▶ [Try it]:
Copy the data below in full, exactly as it appears.

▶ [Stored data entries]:
□ □ □ □
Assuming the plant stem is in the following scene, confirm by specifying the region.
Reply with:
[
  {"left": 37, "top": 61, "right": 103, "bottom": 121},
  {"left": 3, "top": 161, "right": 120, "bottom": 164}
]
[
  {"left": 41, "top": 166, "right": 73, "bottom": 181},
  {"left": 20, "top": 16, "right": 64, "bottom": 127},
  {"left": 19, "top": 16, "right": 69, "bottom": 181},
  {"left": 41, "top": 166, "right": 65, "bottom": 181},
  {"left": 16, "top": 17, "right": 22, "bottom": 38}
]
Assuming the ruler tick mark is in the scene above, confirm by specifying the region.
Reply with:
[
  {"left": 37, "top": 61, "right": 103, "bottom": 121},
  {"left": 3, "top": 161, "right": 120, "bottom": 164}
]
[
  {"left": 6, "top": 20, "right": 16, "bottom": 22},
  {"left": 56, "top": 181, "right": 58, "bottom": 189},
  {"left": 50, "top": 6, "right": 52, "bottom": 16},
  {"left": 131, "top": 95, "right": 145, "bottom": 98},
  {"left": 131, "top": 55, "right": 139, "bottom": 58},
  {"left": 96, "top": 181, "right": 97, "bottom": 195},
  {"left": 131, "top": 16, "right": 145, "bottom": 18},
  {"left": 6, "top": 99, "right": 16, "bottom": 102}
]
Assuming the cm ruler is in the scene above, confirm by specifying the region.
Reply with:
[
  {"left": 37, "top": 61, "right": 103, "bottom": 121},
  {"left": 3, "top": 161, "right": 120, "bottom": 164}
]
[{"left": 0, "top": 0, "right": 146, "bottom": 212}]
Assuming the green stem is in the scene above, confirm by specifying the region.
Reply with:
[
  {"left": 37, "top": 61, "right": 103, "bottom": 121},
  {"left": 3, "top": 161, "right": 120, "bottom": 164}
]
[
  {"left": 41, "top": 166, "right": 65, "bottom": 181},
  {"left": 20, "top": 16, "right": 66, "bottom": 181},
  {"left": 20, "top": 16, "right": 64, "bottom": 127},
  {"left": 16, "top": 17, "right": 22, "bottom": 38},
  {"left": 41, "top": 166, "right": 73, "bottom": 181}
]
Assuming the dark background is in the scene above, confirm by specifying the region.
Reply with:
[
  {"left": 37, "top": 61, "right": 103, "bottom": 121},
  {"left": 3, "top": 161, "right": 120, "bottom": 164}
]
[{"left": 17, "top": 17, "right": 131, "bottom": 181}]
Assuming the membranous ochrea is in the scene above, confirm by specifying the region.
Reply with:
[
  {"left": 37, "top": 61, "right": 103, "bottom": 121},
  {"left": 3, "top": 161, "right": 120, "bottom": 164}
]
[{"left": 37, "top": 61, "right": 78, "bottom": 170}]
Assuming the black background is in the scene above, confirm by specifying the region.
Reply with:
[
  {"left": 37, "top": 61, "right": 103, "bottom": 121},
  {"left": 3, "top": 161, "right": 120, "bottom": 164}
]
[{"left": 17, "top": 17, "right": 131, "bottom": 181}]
□ □ □ □
▶ [Task result]:
Assuming the plant stem is in the following scene, confirm by specifying the region.
Reply with:
[
  {"left": 37, "top": 61, "right": 103, "bottom": 121},
  {"left": 3, "top": 161, "right": 120, "bottom": 164}
]
[
  {"left": 41, "top": 166, "right": 73, "bottom": 181},
  {"left": 20, "top": 16, "right": 64, "bottom": 127},
  {"left": 19, "top": 16, "right": 69, "bottom": 181},
  {"left": 41, "top": 166, "right": 65, "bottom": 181},
  {"left": 16, "top": 17, "right": 22, "bottom": 38}
]
Assuming the ruler tick mark is in the scene above, confirm by specifying the region.
Reply with:
[
  {"left": 37, "top": 61, "right": 103, "bottom": 121},
  {"left": 3, "top": 161, "right": 120, "bottom": 164}
]
[
  {"left": 6, "top": 20, "right": 16, "bottom": 22},
  {"left": 56, "top": 181, "right": 58, "bottom": 189},
  {"left": 50, "top": 6, "right": 52, "bottom": 16},
  {"left": 131, "top": 95, "right": 145, "bottom": 98},
  {"left": 131, "top": 55, "right": 139, "bottom": 58},
  {"left": 96, "top": 181, "right": 97, "bottom": 195},
  {"left": 131, "top": 16, "right": 145, "bottom": 18},
  {"left": 6, "top": 99, "right": 16, "bottom": 102}
]
Assuming the cm ruler is in the scene above, confirm by specifying the region.
Reply with:
[
  {"left": 37, "top": 61, "right": 103, "bottom": 121},
  {"left": 3, "top": 161, "right": 120, "bottom": 164}
]
[{"left": 0, "top": 0, "right": 146, "bottom": 212}]
Assuming the green stem is in the scene above, confirm by specifying the region.
Reply with:
[
  {"left": 37, "top": 61, "right": 103, "bottom": 121},
  {"left": 3, "top": 161, "right": 120, "bottom": 164}
]
[
  {"left": 41, "top": 166, "right": 65, "bottom": 181},
  {"left": 20, "top": 16, "right": 66, "bottom": 181},
  {"left": 20, "top": 16, "right": 64, "bottom": 127},
  {"left": 16, "top": 17, "right": 22, "bottom": 38},
  {"left": 41, "top": 166, "right": 73, "bottom": 181}
]
Assuming the dark background is in the scene above, confirm by specifying the region.
Reply with:
[
  {"left": 37, "top": 61, "right": 103, "bottom": 121},
  {"left": 3, "top": 161, "right": 120, "bottom": 164}
]
[{"left": 17, "top": 17, "right": 131, "bottom": 181}]
Assuming the membranous ochrea is in the scene above, confirm by specifying the region.
Reply with:
[
  {"left": 37, "top": 61, "right": 103, "bottom": 121},
  {"left": 3, "top": 161, "right": 120, "bottom": 164}
]
[{"left": 37, "top": 61, "right": 78, "bottom": 170}]
Assuming the black background is in the scene above, confirm by specifying the region.
Reply with:
[
  {"left": 37, "top": 61, "right": 103, "bottom": 121},
  {"left": 3, "top": 161, "right": 120, "bottom": 164}
]
[{"left": 17, "top": 17, "right": 131, "bottom": 181}]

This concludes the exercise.